> _The data_:
%%

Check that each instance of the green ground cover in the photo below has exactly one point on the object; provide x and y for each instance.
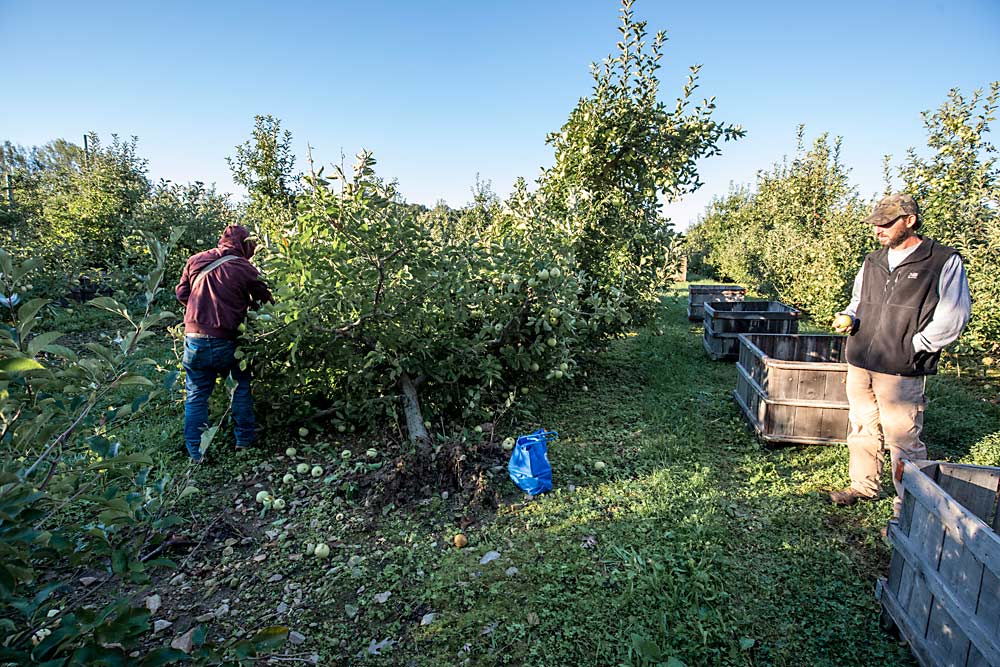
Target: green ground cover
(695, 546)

%%
%%

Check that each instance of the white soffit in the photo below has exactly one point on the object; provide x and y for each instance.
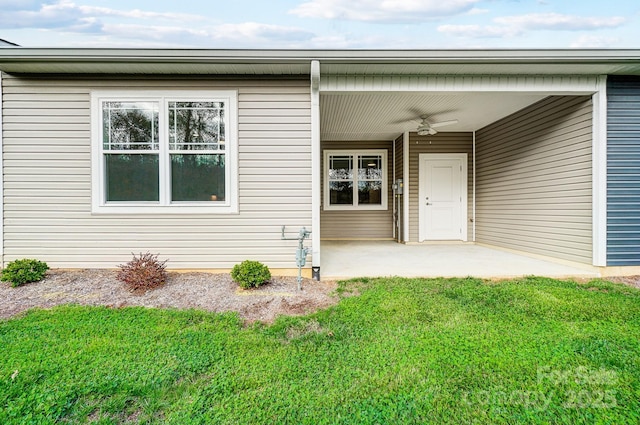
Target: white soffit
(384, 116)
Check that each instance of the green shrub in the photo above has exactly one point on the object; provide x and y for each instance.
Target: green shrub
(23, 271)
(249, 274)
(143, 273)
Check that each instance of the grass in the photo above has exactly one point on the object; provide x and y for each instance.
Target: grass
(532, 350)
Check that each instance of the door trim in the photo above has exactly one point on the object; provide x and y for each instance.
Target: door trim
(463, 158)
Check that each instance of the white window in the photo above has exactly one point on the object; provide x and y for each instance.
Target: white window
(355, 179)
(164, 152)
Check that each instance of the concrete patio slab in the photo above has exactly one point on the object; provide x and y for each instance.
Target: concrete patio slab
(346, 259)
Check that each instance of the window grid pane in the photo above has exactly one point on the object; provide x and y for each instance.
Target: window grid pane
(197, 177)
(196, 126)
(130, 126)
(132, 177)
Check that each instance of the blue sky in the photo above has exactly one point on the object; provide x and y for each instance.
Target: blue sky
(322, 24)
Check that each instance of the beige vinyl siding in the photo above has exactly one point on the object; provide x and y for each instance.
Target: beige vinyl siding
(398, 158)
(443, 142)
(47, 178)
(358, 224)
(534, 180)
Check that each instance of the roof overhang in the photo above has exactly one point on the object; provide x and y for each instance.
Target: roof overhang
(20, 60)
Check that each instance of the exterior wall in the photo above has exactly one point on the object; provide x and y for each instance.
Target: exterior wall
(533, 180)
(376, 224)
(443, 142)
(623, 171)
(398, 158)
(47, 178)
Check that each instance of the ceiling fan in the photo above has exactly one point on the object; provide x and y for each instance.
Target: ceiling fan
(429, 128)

%%

> _Aim of the task_: Extract every line of the records that contains the string "siding". Matching is case-sensitive.

> _Result of this exercise_:
Check that each instance of the beige vinyl siding in the photo above has exactly one point on the object; provide x and y for each instance.
Target: beige vinyl siding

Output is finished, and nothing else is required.